_YOUR OBJECTIVE_: Return every line of the material below unchanged, but omit the pictures.

(Some material)
------------------------------------------------------------

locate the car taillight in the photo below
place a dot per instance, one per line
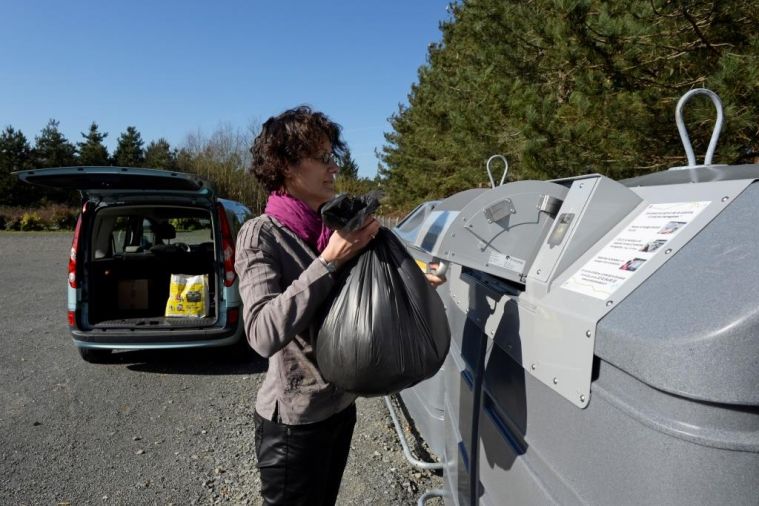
(227, 247)
(72, 254)
(232, 315)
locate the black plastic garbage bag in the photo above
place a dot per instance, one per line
(386, 328)
(347, 213)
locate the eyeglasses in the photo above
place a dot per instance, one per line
(327, 158)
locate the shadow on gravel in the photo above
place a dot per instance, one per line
(210, 361)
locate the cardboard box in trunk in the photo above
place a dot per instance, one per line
(133, 294)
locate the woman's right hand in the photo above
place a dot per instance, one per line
(343, 246)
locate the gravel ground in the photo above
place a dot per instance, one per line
(149, 427)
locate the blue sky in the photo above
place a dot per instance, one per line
(171, 68)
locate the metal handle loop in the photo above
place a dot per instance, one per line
(490, 172)
(684, 131)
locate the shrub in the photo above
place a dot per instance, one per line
(31, 221)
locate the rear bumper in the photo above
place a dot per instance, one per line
(113, 339)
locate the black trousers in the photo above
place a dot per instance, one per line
(303, 464)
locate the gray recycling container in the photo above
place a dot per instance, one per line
(605, 340)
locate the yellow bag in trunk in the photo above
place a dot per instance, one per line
(188, 296)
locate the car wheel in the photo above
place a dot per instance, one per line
(95, 355)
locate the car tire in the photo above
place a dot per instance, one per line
(95, 355)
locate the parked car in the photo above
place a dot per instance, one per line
(137, 227)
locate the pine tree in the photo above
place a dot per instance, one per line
(129, 152)
(567, 88)
(348, 166)
(159, 155)
(52, 149)
(92, 151)
(15, 154)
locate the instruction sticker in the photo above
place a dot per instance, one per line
(506, 262)
(645, 236)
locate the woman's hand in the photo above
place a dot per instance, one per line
(343, 246)
(435, 279)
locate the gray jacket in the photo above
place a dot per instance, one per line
(282, 285)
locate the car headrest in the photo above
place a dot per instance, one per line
(164, 230)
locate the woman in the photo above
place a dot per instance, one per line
(286, 259)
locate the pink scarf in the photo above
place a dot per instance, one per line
(298, 217)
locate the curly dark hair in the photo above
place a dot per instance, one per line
(289, 138)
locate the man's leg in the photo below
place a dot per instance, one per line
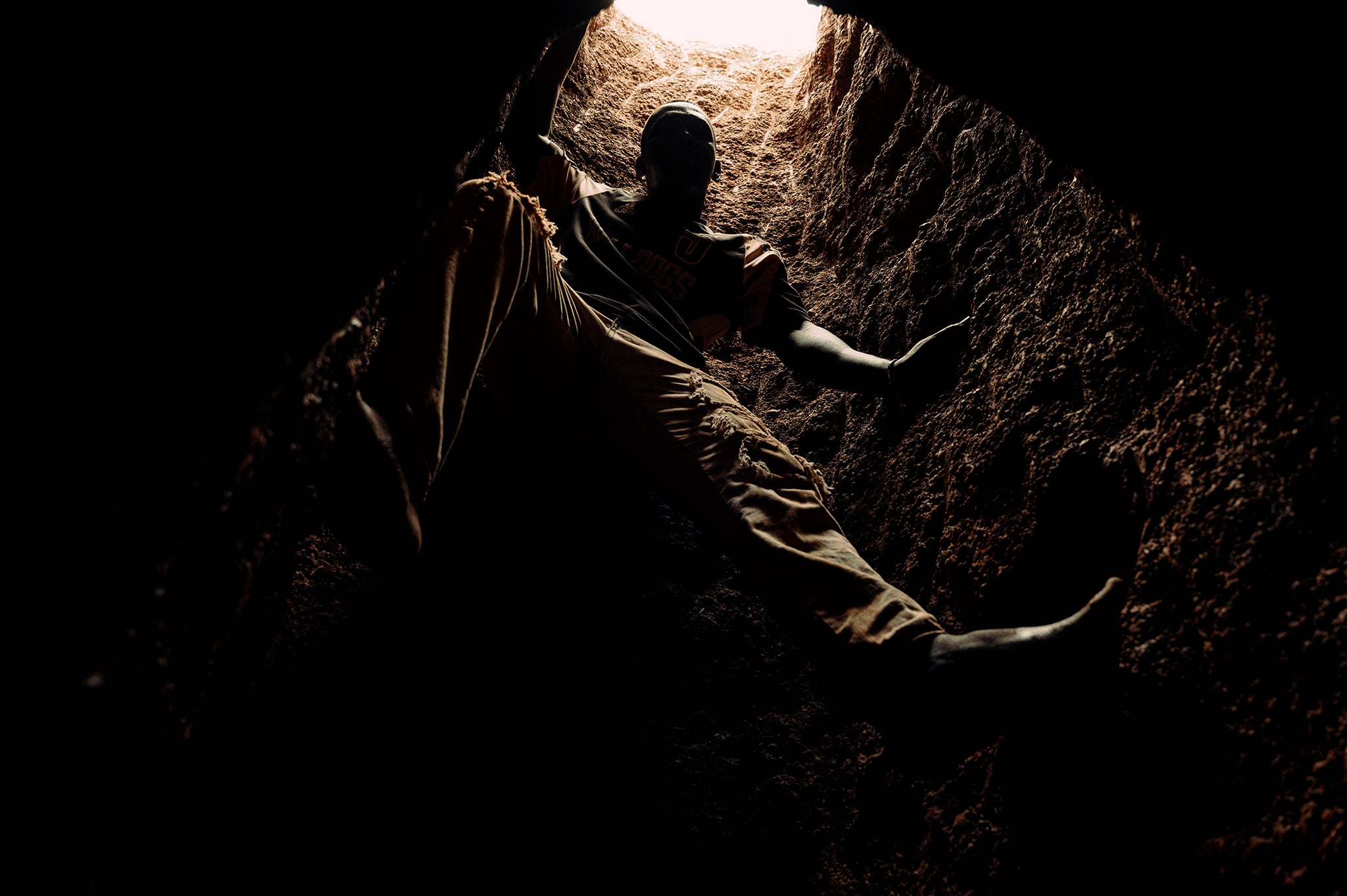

------------------------------------------------------------

_FINAL RESULT_:
locate the car taillight in the photo below
place a dot per instance, one per line
(227, 247)
(72, 254)
(232, 315)
locate the black plastic garbage bag in the photo above
place a dot per instance, one per line
(386, 328)
(347, 213)
locate the eyeglasses in the photo above
place a dot per instance, one per line
(327, 158)
locate the shadow on gravel in the photo above
place a dot per instance, one per line
(210, 361)
locate the cardboard box in trunk in the photo above
place a dot per instance, one per line
(133, 294)
locate the woman's right hand in the photo above
place a dot per instance, one per line
(343, 246)
locate the gravel ground in the photo above
place a dot per instance, one per line
(149, 427)
locate the blue sky in the photo above
place a dot per instance, one per line
(171, 68)
locate the metal handle loop in the photo above
place a dot per instance, one per line
(490, 172)
(684, 131)
locate the shrub in the photo above
place a dot per instance, one per line
(31, 221)
locate the rear bumper in the photo above
place a dot per instance, one per line
(113, 339)
locate the black trousers in the photo above
place a dot per instance, one per line
(303, 464)
locate the gray recycling container in the photo above
place a dot per instance, one per line
(605, 340)
locate the yellow bag in trunk in the photo above
place a dot per instance, one per line
(188, 296)
locate the car wheel in the photo above
place a dot per instance, one per line
(95, 355)
locate the car tire in the photo above
place a dot per instance, one per line
(95, 355)
locate the parked car in the photo above
place a dot per instance, one per line
(137, 227)
locate the pine tree in the photo above
place a dot per instance, one per line
(129, 152)
(567, 88)
(348, 166)
(159, 155)
(52, 149)
(92, 151)
(15, 154)
locate the instruction sticker in the photo above
place a dot per instance, one per line
(506, 262)
(645, 236)
locate the woman's hand in the photo above
place a dot per instance, one per line
(343, 246)
(435, 279)
locate the gray jacket in the photo above
place a dot per instance, one per line
(282, 285)
locate the car headrest in the photo above
place a dot per instance, one per line
(164, 230)
locate the woman in the photo above
place a dot per instance, one per line
(286, 259)
locate the pink scarf in the photo above
place a dot per instance, one per line
(298, 217)
locate the curly dark hair in the photo above
place a dot per instance, one per line
(289, 138)
locate the man's leg in the photo below
place a dot per instance, one per line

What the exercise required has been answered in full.